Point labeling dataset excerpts
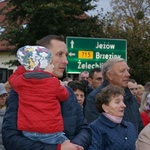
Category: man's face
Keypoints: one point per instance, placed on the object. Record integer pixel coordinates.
(133, 88)
(119, 74)
(97, 79)
(59, 59)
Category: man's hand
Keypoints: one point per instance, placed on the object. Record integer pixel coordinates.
(66, 145)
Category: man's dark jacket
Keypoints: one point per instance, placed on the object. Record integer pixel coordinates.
(76, 127)
(131, 113)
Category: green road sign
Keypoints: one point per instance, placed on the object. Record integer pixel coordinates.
(88, 53)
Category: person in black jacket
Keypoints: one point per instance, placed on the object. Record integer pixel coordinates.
(115, 71)
(76, 127)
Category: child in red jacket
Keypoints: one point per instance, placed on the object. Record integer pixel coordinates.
(40, 94)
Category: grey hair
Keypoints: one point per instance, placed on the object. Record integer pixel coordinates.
(108, 65)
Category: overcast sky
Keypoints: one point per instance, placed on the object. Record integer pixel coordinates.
(101, 4)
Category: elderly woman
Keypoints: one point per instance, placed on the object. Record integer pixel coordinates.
(109, 130)
(145, 107)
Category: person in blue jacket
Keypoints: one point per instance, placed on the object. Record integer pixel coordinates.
(110, 131)
(76, 127)
(115, 71)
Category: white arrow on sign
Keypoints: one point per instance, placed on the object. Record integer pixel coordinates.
(72, 44)
(71, 54)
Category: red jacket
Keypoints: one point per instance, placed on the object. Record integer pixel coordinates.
(40, 95)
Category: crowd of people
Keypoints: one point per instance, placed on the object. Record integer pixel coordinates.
(104, 109)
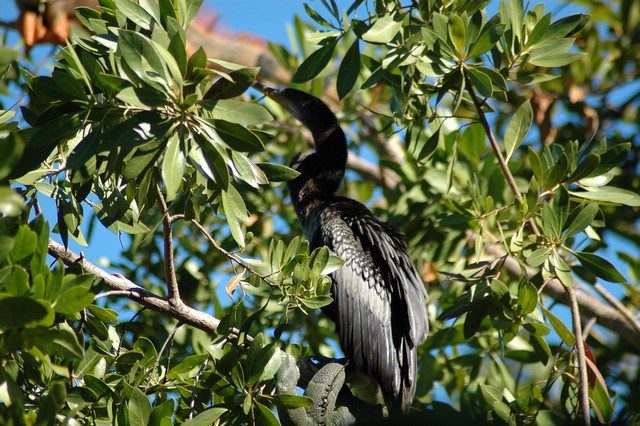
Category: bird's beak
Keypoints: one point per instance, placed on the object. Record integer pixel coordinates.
(276, 95)
(269, 91)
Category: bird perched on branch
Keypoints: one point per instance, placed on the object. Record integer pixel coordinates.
(379, 298)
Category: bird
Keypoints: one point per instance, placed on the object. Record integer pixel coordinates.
(379, 299)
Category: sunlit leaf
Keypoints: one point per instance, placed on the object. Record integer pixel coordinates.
(315, 63)
(518, 128)
(600, 267)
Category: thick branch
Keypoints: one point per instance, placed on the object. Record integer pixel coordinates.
(179, 311)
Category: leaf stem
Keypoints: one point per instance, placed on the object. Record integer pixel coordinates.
(583, 384)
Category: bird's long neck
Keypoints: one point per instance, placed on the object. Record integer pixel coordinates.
(321, 172)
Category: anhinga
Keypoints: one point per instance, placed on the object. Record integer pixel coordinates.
(379, 298)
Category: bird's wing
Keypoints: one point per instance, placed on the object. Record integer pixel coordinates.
(380, 300)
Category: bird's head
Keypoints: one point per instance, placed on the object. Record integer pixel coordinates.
(309, 110)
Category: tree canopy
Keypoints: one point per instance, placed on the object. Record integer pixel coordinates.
(502, 139)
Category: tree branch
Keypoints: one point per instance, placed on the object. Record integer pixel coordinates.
(582, 361)
(589, 306)
(179, 311)
(497, 151)
(169, 269)
(575, 314)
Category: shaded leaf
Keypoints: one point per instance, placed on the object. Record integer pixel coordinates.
(600, 267)
(315, 63)
(559, 327)
(349, 70)
(518, 128)
(383, 30)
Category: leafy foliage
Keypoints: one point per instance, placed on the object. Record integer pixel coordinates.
(501, 159)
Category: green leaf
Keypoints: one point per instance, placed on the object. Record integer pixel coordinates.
(141, 56)
(584, 218)
(98, 386)
(315, 63)
(561, 269)
(266, 364)
(457, 34)
(239, 112)
(135, 12)
(241, 80)
(173, 166)
(207, 417)
(383, 30)
(554, 216)
(234, 210)
(527, 297)
(139, 408)
(563, 332)
(142, 97)
(349, 70)
(74, 300)
(187, 10)
(430, 146)
(610, 194)
(25, 243)
(538, 257)
(19, 312)
(555, 55)
(266, 415)
(316, 16)
(518, 128)
(487, 40)
(536, 165)
(317, 302)
(291, 401)
(278, 172)
(481, 82)
(238, 137)
(600, 267)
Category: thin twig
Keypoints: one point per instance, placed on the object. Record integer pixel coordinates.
(497, 151)
(616, 304)
(126, 293)
(583, 385)
(181, 312)
(192, 402)
(575, 314)
(169, 267)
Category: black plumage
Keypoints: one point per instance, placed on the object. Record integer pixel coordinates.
(379, 299)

Exercise prompt: Extract all the data above exactly, excluding every picture.

Exercise result:
Category: man's face
Keypoints: one point per instance, placed on the object. Record integer pixel coordinates.
(133, 88)
(119, 74)
(97, 79)
(59, 59)
Category: man's hand
Keypoints: one point per instance, placed on the object. Record integer pixel coordinates.
(66, 145)
Category: man's dark jacket
Keypoints: one point per instance, placed on the object. Record integer pixel coordinates.
(76, 127)
(131, 113)
Category: green road sign
Keypoints: one point per instance, placed on the object. Record integer pixel coordinates.
(88, 53)
Category: person in black jacket
Keypoints: one point per instance, placed on the object. Record integer pixel coordinates.
(115, 71)
(76, 127)
Category: child in red jacket
Keypoints: one point per instance, placed on the object. Record integer pixel coordinates.
(40, 94)
Category: grey hair
Keypoints: one point per instance, placed on the object. Record integer pixel coordinates.
(108, 65)
Category: overcast sky
Keypoints: one point per instance, placed on the object. Record integer pixel coordinates.
(101, 4)
Category: elderly woman
Keypoints: one point per instance, placed on the object. Record integer pixel coordinates.
(109, 130)
(145, 107)
Category: person in blue jacket
Keypoints: one point per instance, placed on the object. Record integer pixel coordinates.
(110, 131)
(76, 127)
(115, 71)
Category: white arrow on sign
Keypoints: one point per instance, placed on the object. Record integer pixel coordinates.
(72, 44)
(71, 54)
Category: red jacket
Keypoints: one point per instance, placed on the object. Record integer pixel coordinates.
(40, 95)
Category: crowd of people
Keypoints: one point per instance, placed on the object. Record integer pixel coordinates.
(104, 109)
Category: bird's beak
Keypoints: one point per instance, placed on the object. Record integer pixel coordinates.
(276, 95)
(269, 91)
Category: bird perched on branch
Keypoints: one point per instance, placed on the object. Record integer pixel coordinates.
(379, 298)
Category: bird
Keypoints: one point per instance, placed on the object. Record integer pixel coordinates.
(379, 299)
Category: sunlit leaf
Keypoints: one point per instance, placed on the object. Record integer pixel coordinates.
(315, 63)
(518, 128)
(600, 267)
Category: thick branch
Keypoints: one point per instance, placed on the object. Record integer pixel coordinates.
(179, 311)
Category: leaf stem
Keypoints: one point per instance, placed on the object. Record integer pixel coordinates.
(583, 384)
Category: bird's long neck
Keypoints: one point per instance, placed on the object. Record integer pixel coordinates.
(321, 172)
Category: anhinga
Keypoints: one point per instance, placed on the object. Record integer pixel coordinates.
(379, 298)
Category: bird's wing
Keypoints: one point per instance, placed on the object. Record integer pixel coordinates.
(380, 300)
Category: bird's head
Keypoints: one point per instance, placed on the object. Record integer pixel coordinates.
(309, 110)
Category: tree canopy
Keypoints: one point per instance, placed on the object. Record integer pixel coordinates.
(502, 139)
Category: tree branch
Keypoints: one point per instance, placed on the object. Record integer pixel coordinates.
(582, 361)
(589, 306)
(179, 311)
(497, 151)
(169, 269)
(575, 314)
Category: shaded leaf
Keypoints: one point per instance, placed on the object. Record integer pixel coordinates.
(600, 267)
(315, 63)
(559, 327)
(349, 70)
(518, 128)
(383, 30)
Category: leafy foliage
Keypoints: one point per instance, placed on the object. Record integer pixel coordinates.
(501, 159)
Category: green leaf
Keypoints: one point per instance, placed on the object. Record integer pixel coordinates.
(141, 56)
(584, 218)
(98, 386)
(315, 63)
(561, 269)
(266, 364)
(457, 34)
(239, 112)
(135, 12)
(241, 80)
(173, 166)
(207, 417)
(383, 30)
(554, 216)
(234, 210)
(527, 297)
(139, 408)
(563, 332)
(142, 97)
(349, 70)
(74, 300)
(187, 10)
(430, 146)
(610, 194)
(25, 243)
(538, 257)
(19, 312)
(555, 55)
(266, 415)
(316, 16)
(518, 128)
(487, 40)
(536, 165)
(317, 302)
(291, 401)
(278, 172)
(481, 82)
(238, 137)
(600, 267)
Category: thin twig
Keypoints: one point per instance, placed on the object. Record integer pixel coordinates.
(497, 151)
(616, 304)
(126, 293)
(583, 385)
(181, 312)
(192, 402)
(575, 314)
(169, 267)
Category: black plumage
Keypoints: one point per instance, placed on the object. Record integer pixel coordinates.
(379, 299)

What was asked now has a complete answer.